====== Texto para leitura ======

O espanto é quando um objeto se coloca diante de nós como um enigma a ser decifrado: “Decifra-me ou te devoro!” Conchas são objetos espantosos. Enigmas. As conchas me fizeram pensar.
Foi um espanto estético. Foi a beleza que exigiu que eu a decifrasse. Conchas são objetos assombrosos, construídos segundo rigorosas relações matemáticas. É possível transformar conchas em equações. Os moluscos não eram apenas engenheiros competentes na construção de casas. Eram também artistas, arquitetos. Suas casas tinham de ser belas. Será que a natureza tem uma alma de artista? Coisa estranha essa, com certeza alucinação de poeta, imaginar que a natureza seja uma casa onde mora um artista! Não para Bachelard, que não se envergonhava em falar sobre “imaginação da matéria”. Haverá uma analogia entre a natureza e o espírito humano? Serão os homens apenas a natureza tomando consciência de si? Antes que a Pietà existisse como escultura existiu como realidade virtual na alma de Michelangelo. Antes que as conchas existissem como objetos assombrosos elas existem como realidades virtuais na “alma” dos moluscos...

======

## Requisitos da tarefa
Por favor, prossiga com o texto sobre as conchas a partir do ponto em que ele termina. As entradas não são usadas nesta atividade.

====== Material fornecido ======

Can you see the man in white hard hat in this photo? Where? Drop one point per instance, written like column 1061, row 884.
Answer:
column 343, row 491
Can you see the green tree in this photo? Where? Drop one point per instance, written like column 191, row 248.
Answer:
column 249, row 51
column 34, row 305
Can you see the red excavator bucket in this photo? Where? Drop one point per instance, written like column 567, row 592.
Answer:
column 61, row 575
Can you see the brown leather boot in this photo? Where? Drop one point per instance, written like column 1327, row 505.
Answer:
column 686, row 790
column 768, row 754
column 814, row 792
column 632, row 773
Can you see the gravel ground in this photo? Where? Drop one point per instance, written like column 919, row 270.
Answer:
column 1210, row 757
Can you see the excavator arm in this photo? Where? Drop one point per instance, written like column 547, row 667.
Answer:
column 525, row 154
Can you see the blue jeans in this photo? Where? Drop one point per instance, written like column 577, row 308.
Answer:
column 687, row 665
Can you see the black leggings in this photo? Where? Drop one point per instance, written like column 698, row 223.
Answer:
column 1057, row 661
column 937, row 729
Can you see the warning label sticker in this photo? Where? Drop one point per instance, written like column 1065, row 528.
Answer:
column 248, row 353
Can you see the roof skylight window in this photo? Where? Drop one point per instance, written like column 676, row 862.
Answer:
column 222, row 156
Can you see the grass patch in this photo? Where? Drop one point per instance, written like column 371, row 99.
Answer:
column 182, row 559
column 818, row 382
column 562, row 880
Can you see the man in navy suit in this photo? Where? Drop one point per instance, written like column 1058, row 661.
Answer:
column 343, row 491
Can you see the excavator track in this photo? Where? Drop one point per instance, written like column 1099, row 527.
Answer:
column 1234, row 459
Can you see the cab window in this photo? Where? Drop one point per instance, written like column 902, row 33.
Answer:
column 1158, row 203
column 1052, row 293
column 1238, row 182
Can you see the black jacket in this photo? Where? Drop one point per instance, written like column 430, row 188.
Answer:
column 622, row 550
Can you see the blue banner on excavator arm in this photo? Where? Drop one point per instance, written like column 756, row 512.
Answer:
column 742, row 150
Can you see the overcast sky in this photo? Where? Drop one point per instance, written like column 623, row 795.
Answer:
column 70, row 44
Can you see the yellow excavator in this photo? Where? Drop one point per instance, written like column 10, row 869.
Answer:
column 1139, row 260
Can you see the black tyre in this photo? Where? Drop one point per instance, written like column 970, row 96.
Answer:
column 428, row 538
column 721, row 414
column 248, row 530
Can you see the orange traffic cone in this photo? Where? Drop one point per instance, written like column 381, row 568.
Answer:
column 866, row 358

======

## Resultado do exercício
O espanto ante as conchas me faz pensar. Pensei que a vida não produz apenas objetos úteis, ferramentas adequadas à sobrevivência. A vida não deseja apenas sobreviver. Ela não se satisfaz com a utilidade. Ela constrói os seus objetos segundo as normas da beleza. A vida deseja alegria. Assim acontece conosco: precisamos sobreviver e para isso cultivamos repolhos, nabos e batatas e estabelecemos a ciência do cultivo de repolhos, nabos e batatas - ciência que se transmite de geração em geração, nas escolas. E esse é um dos sentidos da ciência: receitas para a construção de ferramentas para a sobrevivência. Mas, por razões que se encontram além das razões científicas, talvez por obra do artista invisível que mora em nós, gastamos nosso tempo e nossas forças na produção de coisas inúteis, tais como violetas, orquídeas e rosas, coisas que não servem para nada e só dão trabalho... Nosso corpo não se alimenta só de pão. Ele tem fome de beleza. Creio que Jesus Cristo não se importaria e até mesmo sorriria se eu fizesse uma paráfrase da sua resposta ao Diabo, que o tentava com a solução prática: “Não só de repolhos, nabos e batatas viverá o homem, mas também de violetas, orquídeas e rosas...”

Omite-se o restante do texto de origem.